WHAT YOU NEED TO DO:
Output, with no changes, the span of lines that opens with the line containing "of the dirt" and closes with the last line.

RECORDS:
* * * * * * * * *

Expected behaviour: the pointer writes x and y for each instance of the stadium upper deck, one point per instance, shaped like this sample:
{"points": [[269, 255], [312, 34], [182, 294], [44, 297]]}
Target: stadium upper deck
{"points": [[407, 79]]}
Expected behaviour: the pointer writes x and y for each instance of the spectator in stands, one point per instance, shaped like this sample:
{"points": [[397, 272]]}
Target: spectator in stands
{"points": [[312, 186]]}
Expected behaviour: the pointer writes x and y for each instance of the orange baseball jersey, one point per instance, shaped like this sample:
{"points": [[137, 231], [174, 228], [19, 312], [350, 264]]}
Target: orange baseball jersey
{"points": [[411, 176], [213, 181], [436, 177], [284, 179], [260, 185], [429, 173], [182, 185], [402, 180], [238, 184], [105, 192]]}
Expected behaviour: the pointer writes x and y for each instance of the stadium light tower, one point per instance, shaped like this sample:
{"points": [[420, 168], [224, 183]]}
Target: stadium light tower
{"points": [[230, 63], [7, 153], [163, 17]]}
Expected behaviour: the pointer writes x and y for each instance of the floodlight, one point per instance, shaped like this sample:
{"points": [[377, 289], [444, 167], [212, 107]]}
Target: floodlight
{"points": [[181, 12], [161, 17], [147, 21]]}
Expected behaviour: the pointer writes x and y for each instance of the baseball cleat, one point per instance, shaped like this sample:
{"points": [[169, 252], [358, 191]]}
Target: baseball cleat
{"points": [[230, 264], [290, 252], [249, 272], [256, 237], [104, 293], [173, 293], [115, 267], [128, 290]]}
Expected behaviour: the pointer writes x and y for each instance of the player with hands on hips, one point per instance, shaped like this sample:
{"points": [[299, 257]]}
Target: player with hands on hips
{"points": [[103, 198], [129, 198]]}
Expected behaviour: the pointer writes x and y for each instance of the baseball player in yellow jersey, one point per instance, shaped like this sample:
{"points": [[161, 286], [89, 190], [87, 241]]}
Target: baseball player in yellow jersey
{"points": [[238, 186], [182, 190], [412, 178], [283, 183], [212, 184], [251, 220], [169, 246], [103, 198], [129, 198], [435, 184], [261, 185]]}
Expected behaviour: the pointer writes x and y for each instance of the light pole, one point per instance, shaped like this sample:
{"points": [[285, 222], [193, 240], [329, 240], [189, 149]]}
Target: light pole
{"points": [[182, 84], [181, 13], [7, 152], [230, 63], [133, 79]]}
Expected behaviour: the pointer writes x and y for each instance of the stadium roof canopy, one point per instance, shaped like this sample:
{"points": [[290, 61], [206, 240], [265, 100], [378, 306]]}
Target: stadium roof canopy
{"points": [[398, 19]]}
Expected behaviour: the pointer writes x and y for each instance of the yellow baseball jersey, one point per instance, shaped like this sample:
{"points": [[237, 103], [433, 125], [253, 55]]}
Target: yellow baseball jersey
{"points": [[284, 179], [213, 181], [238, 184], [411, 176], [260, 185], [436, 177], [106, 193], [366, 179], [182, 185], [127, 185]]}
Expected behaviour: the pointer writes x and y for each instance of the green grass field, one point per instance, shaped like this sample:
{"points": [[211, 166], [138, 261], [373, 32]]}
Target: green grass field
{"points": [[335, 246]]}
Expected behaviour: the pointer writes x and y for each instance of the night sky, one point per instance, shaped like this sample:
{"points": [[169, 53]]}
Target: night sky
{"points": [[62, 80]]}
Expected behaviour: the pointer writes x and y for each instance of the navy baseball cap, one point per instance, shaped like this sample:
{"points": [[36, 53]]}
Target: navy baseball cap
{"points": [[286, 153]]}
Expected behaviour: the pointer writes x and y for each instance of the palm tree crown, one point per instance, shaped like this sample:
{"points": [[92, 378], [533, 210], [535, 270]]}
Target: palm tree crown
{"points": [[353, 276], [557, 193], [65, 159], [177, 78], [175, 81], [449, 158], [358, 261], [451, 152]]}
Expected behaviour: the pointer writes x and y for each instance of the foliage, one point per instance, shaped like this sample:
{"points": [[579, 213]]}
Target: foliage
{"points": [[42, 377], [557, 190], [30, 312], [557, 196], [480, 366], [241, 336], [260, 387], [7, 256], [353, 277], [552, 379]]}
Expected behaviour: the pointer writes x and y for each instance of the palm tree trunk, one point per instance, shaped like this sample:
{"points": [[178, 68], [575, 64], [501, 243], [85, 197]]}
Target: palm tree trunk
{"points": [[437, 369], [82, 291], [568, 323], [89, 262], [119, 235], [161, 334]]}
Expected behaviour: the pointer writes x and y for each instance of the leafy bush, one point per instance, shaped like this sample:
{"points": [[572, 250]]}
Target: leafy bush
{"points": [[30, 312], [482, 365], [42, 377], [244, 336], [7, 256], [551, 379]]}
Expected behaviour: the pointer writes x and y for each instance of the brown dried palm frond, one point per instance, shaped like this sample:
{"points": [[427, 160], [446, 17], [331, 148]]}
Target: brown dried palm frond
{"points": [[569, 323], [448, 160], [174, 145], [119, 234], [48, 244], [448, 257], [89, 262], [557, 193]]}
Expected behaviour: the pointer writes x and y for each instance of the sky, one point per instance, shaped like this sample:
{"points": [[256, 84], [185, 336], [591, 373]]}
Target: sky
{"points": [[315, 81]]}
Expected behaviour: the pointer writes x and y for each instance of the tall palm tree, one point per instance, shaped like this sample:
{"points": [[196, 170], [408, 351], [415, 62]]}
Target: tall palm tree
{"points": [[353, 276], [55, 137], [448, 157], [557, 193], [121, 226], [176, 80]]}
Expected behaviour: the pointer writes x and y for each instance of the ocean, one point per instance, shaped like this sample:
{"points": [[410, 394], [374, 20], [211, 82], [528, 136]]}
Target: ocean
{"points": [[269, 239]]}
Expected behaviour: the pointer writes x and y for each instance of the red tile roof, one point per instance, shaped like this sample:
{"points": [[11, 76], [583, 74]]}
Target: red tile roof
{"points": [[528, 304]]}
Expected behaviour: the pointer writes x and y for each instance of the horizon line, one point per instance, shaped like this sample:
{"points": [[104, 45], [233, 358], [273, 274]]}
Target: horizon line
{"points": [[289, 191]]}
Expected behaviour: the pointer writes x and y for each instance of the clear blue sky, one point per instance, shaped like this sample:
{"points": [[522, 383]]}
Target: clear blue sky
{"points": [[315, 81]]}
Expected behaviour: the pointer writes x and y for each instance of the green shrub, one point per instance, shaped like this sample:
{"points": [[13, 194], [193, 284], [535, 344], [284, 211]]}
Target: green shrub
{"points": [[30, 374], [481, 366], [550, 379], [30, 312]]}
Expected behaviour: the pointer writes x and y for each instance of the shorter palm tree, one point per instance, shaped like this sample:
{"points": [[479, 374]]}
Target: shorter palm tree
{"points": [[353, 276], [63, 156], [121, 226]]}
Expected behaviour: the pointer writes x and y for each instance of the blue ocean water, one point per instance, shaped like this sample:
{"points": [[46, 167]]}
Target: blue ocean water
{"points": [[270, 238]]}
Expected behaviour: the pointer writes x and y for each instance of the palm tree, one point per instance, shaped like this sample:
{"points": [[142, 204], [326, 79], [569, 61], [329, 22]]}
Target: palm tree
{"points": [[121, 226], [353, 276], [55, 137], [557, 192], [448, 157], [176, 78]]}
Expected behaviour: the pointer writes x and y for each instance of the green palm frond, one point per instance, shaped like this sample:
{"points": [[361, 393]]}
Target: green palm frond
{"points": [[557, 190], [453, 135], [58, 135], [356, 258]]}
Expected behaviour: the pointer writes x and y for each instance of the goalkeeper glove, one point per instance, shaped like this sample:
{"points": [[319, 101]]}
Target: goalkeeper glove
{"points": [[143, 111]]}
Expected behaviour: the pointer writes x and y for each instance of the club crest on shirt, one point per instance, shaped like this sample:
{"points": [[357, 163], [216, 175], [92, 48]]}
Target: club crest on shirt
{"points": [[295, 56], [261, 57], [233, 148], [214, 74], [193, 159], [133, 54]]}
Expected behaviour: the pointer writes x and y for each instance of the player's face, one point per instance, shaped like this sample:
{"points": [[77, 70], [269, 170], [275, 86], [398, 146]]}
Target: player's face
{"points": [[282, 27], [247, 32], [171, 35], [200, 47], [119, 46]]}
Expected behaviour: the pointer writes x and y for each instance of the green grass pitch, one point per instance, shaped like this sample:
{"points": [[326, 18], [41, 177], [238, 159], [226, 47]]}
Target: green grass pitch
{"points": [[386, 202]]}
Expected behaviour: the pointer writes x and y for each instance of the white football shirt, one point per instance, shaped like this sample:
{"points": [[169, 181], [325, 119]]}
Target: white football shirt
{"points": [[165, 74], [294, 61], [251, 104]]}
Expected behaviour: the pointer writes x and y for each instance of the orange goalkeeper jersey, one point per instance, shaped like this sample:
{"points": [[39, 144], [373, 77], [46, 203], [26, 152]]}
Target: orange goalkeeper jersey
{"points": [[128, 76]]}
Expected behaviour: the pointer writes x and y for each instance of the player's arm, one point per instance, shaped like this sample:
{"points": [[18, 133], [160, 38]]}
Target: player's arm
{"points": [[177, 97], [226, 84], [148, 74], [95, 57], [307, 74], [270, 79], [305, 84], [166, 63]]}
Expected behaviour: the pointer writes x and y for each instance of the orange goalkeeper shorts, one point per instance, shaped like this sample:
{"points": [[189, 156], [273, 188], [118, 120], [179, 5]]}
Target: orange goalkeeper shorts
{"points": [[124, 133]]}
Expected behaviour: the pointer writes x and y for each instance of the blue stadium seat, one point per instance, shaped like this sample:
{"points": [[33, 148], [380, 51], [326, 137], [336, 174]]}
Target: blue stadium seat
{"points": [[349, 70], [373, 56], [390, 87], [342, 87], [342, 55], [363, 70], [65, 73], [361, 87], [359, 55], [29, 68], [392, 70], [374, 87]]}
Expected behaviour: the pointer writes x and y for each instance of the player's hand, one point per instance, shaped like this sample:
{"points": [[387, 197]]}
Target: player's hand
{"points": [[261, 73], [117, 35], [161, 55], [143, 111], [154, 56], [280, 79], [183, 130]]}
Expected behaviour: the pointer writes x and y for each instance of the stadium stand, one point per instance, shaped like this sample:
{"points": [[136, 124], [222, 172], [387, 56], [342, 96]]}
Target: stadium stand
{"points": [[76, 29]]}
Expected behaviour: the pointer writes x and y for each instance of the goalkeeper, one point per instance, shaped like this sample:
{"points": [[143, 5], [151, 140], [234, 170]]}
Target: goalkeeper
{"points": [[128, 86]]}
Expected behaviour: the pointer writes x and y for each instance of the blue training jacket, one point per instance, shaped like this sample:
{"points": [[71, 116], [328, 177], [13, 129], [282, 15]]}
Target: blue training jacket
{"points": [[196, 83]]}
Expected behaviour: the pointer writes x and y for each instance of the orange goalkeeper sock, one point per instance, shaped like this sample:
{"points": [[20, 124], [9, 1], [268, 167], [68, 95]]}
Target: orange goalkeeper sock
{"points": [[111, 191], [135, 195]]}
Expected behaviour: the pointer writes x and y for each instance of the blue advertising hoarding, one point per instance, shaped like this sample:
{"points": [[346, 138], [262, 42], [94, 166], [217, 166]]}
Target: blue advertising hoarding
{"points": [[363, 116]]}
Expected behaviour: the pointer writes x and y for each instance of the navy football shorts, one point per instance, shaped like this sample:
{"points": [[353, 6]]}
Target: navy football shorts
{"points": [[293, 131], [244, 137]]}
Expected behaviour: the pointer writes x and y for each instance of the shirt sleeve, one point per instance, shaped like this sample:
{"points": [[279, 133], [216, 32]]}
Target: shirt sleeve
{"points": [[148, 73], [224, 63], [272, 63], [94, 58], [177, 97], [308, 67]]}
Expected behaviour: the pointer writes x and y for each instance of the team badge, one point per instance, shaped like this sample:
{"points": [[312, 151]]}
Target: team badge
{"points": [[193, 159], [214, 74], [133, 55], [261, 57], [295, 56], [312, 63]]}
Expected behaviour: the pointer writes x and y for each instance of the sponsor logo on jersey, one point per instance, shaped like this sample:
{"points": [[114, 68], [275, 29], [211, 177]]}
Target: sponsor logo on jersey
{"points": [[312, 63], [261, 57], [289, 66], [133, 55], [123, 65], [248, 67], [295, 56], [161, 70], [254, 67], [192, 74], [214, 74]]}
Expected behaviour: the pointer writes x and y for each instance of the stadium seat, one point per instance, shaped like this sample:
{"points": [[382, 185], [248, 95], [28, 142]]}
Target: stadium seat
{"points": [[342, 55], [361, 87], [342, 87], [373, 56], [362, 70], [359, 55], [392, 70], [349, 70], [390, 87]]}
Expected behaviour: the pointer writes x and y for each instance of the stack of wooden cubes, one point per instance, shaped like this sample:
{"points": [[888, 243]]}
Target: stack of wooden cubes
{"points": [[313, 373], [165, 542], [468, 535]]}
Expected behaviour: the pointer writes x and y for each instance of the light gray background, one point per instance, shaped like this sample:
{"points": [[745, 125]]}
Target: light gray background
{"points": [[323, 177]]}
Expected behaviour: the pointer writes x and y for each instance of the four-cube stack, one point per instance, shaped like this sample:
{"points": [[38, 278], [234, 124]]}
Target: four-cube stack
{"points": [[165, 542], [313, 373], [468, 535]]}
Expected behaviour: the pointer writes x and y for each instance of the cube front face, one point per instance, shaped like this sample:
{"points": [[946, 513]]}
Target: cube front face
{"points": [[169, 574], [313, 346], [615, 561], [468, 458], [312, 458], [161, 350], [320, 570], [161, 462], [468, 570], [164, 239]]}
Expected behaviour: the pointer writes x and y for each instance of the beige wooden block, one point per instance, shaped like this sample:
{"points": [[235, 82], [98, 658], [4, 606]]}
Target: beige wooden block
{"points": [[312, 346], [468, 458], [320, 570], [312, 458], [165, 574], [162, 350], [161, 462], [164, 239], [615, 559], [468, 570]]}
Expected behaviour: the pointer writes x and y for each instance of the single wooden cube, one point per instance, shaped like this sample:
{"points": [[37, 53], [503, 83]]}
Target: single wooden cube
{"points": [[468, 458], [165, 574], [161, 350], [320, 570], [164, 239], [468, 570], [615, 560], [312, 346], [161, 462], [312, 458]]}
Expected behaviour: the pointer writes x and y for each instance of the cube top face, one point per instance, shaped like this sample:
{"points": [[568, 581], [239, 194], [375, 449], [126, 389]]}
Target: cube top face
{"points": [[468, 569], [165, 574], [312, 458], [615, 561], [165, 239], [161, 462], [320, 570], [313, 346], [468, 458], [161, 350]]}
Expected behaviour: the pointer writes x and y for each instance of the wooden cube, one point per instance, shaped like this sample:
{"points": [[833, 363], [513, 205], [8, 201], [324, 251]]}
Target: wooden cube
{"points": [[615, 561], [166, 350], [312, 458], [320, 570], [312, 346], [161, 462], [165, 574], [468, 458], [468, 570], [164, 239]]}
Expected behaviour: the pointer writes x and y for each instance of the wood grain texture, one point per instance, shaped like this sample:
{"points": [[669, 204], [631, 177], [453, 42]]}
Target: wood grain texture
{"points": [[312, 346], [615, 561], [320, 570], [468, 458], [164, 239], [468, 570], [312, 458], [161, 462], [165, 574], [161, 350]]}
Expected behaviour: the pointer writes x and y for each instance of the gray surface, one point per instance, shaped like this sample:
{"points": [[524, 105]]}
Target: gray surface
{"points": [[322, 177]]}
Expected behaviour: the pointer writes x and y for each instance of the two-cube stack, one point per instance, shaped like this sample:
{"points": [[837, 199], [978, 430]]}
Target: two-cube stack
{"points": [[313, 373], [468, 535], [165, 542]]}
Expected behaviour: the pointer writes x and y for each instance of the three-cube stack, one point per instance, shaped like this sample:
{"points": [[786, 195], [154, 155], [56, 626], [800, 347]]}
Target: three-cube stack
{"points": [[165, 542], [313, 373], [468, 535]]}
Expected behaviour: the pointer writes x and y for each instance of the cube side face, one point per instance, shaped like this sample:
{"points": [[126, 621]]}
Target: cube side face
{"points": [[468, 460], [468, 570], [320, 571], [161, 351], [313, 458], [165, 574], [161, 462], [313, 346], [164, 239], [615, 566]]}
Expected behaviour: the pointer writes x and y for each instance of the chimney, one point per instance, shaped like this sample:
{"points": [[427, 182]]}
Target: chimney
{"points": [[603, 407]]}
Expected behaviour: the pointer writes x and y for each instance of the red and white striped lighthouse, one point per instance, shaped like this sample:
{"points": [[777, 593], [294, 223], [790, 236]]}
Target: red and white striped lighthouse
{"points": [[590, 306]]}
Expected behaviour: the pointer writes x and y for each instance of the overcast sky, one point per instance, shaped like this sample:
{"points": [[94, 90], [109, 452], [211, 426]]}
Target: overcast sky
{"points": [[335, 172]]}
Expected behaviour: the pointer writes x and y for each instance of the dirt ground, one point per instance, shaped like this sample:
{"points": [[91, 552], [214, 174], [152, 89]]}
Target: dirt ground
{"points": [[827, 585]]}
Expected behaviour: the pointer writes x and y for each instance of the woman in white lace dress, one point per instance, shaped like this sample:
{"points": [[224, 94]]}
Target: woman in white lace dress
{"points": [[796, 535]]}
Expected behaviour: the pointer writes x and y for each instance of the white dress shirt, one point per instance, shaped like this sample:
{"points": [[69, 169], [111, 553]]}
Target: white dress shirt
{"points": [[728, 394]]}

* * * * * * * * *

COMPLETED TASK:
Expected behaviour: the pointer writes x and y for each instance of the dirt ground, one point per instance, shaped like this sample:
{"points": [[91, 552], [214, 174], [152, 89]]}
Target: dirt ground
{"points": [[827, 585]]}
Expected behaviour: the pointer writes x and y for each instance of the woman in white lace dress, one point per instance, shaped like this sample:
{"points": [[224, 94]]}
Target: woman in white lace dress
{"points": [[796, 535]]}
Expected behaviour: the pointer writes x and y for each instance of the white dress shirt, one point per instance, shaped like this sample:
{"points": [[69, 169], [111, 553]]}
Target: white dress shirt
{"points": [[728, 394]]}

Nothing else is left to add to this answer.